▶ THE PROBLEM
The whole of the data must be transcribed exactly.

Content starts

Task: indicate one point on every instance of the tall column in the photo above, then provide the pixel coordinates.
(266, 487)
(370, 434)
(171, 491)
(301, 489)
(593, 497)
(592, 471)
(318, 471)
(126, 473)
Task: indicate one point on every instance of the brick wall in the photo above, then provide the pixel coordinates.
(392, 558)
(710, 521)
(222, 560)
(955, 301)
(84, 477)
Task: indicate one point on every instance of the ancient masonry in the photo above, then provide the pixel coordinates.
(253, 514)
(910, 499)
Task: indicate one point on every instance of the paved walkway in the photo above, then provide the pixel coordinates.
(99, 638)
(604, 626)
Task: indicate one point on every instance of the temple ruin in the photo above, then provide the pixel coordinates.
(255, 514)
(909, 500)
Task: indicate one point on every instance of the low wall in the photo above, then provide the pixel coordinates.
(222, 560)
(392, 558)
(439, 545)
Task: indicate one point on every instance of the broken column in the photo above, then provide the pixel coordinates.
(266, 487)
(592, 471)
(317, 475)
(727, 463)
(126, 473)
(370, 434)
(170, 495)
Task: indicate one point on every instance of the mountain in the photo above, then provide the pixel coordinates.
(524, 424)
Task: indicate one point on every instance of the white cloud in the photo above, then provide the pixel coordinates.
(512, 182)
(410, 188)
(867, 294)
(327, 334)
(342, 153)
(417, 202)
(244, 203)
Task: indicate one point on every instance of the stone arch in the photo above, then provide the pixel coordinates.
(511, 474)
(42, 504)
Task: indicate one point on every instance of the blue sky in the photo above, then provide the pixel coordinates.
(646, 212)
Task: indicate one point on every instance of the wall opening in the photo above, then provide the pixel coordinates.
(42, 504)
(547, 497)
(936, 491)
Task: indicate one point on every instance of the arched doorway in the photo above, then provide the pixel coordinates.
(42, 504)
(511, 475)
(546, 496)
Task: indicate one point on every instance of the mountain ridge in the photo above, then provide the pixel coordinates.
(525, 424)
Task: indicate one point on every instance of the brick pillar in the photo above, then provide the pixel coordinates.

Content ends

▶ OUTPUT OF THE EXERCISE
Task: indicate one point on every instance of the tall column in the photo above, then provide the pixel coordinates.
(266, 487)
(370, 434)
(171, 491)
(301, 489)
(593, 497)
(592, 471)
(318, 471)
(126, 473)
Task: indicate one point on every instance of the brick wall in the photo above, then provide the pixel coordinates.
(392, 558)
(710, 521)
(222, 560)
(955, 301)
(84, 477)
Task: indicate one point on every instance of the ancient masonry in the photo above, then provide the pixel coordinates.
(253, 514)
(910, 499)
Task: indicate one point on every instance of the paved walkway in the photo above, then provide the pixel coordinates.
(99, 638)
(604, 626)
Task: indicate one point on every instance of the temple ruin in the photo above, then provide the pixel coordinates.
(255, 514)
(909, 500)
Task: indicate one point on every instance of the low wall in the photo above, then provide the pixel coordinates.
(222, 560)
(392, 558)
(439, 545)
Task: indicate one point on every instance of the broken column in the photo above, then provide the pixel coordinates.
(266, 487)
(592, 471)
(317, 475)
(727, 463)
(126, 473)
(370, 434)
(170, 495)
Task: indicate one point on every instance of the mountain in the photo above, then provide the pixel coordinates.
(524, 424)
Task: indicate one point on every instance of the white cloud in the photo above, then provide the pixel coordinates.
(512, 182)
(410, 188)
(867, 294)
(327, 334)
(342, 153)
(417, 202)
(244, 203)
Task: indicate one point on every instance of the stone arch in the photo above, then provide the pixel coordinates.
(511, 474)
(42, 504)
Task: indicate one point on every instance of the blue sky in the photo above, then provide the pixel coordinates.
(646, 212)
Task: indicate one point on every instance of the wall opening in the photo above, then provide the pixel coordinates.
(42, 504)
(547, 497)
(936, 491)
Task: indicate one point on every instance of the arched doorway in the photo above, then provide the pixel coordinates.
(42, 504)
(511, 475)
(546, 496)
Task: indicate one point on every instance of the mountain ridge in the photo above, then provide the pixel coordinates.
(525, 424)
Task: indicate one point on every instance of the brick pillar in the photo above, then provide the pixel coordinates.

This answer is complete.